- Written request: Please pick out each line below that contains the word "dress", and copy those lines.

- Task material:
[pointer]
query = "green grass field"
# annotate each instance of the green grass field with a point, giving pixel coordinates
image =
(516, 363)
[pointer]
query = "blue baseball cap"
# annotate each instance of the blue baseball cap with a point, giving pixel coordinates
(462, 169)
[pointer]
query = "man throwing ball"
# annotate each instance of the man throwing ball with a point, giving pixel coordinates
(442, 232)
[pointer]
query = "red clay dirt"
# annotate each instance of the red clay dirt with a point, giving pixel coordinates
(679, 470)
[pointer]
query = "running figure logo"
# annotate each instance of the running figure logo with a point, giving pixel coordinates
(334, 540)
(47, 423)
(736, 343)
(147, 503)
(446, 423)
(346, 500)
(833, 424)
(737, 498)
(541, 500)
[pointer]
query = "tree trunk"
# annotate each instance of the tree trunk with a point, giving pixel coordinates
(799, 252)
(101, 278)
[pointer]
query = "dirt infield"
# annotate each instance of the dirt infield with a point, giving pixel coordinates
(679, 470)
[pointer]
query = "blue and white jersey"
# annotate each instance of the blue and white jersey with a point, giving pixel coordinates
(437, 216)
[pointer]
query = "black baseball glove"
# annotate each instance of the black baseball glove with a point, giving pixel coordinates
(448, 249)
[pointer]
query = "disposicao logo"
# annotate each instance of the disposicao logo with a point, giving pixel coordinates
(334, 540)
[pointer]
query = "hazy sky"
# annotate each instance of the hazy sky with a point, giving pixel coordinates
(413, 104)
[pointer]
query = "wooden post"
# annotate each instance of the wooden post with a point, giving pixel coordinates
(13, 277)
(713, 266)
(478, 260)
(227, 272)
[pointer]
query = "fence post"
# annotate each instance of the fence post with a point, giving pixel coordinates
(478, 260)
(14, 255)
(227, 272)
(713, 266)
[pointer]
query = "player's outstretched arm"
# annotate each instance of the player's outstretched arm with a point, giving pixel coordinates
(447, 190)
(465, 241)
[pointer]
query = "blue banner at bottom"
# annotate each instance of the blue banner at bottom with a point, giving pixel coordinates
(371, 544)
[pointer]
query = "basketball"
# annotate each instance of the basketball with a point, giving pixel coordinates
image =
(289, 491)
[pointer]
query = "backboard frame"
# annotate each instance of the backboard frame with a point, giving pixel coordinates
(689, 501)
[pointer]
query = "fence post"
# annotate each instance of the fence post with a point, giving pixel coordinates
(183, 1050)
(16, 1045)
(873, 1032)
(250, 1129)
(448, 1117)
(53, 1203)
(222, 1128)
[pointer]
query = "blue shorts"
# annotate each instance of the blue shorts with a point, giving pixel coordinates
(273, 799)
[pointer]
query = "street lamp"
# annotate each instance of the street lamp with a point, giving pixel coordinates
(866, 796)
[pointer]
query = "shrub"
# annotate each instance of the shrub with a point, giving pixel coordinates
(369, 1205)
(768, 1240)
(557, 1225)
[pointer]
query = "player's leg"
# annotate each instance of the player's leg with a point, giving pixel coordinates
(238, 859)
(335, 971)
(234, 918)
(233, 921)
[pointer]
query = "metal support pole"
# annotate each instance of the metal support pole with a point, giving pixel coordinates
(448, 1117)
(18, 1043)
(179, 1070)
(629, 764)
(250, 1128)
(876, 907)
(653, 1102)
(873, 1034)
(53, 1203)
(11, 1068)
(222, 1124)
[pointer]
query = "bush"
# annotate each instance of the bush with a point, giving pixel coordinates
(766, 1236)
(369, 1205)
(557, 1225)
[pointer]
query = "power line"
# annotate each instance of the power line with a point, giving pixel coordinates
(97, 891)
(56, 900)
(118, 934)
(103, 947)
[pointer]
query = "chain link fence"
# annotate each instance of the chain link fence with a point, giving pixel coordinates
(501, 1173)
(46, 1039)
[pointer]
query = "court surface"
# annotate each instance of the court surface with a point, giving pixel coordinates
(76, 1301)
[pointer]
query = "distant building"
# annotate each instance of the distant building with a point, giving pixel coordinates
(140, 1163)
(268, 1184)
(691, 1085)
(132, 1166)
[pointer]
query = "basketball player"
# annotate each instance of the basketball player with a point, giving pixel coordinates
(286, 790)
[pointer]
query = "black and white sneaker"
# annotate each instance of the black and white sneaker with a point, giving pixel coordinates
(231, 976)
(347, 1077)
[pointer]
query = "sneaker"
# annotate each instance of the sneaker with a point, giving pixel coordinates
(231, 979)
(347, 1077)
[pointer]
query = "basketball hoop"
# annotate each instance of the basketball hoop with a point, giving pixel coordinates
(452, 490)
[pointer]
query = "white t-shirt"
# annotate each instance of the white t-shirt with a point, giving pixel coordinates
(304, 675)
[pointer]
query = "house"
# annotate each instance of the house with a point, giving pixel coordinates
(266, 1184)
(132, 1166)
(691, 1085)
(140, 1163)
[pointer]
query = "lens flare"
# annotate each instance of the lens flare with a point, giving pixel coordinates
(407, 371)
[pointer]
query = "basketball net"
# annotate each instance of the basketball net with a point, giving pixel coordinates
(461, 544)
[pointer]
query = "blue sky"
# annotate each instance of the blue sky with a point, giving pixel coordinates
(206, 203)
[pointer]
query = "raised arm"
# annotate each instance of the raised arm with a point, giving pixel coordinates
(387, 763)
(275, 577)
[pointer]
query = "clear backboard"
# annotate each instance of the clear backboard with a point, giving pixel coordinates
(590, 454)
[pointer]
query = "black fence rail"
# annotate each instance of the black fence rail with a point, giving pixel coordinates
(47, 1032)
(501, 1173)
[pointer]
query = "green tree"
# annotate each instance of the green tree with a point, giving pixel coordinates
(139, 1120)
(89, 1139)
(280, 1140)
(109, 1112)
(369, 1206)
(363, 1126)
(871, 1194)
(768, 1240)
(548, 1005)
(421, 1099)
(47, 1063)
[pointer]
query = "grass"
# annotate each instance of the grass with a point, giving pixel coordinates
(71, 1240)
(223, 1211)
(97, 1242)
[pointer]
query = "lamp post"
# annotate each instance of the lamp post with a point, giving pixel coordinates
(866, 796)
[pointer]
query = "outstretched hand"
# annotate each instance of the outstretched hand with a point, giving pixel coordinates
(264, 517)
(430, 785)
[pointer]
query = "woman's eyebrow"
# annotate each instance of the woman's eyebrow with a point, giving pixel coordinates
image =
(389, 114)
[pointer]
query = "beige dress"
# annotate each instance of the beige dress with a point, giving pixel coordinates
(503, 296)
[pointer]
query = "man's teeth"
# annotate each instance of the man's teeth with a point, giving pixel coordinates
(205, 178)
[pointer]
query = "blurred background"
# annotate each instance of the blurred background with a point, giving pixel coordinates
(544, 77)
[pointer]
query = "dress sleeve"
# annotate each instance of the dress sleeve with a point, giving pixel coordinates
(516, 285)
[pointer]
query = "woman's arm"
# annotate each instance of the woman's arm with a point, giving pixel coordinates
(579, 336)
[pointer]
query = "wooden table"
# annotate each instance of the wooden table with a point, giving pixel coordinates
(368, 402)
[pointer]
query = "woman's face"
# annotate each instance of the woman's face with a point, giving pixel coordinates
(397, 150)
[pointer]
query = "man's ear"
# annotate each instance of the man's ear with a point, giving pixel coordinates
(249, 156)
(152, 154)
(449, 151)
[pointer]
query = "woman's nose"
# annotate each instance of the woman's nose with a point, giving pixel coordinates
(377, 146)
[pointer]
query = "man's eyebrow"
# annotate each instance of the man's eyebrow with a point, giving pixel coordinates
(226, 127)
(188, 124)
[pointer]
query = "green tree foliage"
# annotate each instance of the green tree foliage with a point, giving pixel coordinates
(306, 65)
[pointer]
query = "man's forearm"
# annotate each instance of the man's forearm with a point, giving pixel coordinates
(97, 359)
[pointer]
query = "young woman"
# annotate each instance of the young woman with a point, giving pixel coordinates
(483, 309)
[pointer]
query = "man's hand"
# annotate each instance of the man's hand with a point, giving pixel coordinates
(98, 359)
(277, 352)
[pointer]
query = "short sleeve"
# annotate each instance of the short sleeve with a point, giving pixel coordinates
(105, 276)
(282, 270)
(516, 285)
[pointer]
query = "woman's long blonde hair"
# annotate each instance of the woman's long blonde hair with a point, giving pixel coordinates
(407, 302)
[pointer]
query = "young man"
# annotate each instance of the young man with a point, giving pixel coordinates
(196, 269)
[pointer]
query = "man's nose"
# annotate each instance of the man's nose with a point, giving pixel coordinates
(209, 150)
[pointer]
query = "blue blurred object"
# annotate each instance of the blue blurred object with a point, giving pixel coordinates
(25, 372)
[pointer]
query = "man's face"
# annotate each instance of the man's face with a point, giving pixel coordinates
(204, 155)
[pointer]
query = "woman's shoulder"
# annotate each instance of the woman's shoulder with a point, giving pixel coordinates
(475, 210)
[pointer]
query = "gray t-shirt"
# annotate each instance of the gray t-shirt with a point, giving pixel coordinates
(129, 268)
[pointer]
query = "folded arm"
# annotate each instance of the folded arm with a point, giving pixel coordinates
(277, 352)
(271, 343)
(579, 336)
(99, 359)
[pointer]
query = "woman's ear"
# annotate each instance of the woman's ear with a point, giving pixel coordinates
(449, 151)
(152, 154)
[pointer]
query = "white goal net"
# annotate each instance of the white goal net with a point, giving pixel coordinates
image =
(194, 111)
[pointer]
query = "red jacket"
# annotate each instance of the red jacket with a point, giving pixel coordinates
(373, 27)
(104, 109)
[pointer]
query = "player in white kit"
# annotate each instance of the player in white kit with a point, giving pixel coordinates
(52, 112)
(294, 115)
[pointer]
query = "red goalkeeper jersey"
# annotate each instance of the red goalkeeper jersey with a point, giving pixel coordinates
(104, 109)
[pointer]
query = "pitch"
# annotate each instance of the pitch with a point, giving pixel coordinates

- Finished exercise:
query = "beige dress"
# annotate each instance of the beige dress with a point, giving pixel coordinates
query = "dress sleeve"
# annotate each instance of the dress sleeve with a point, giving pixel coordinates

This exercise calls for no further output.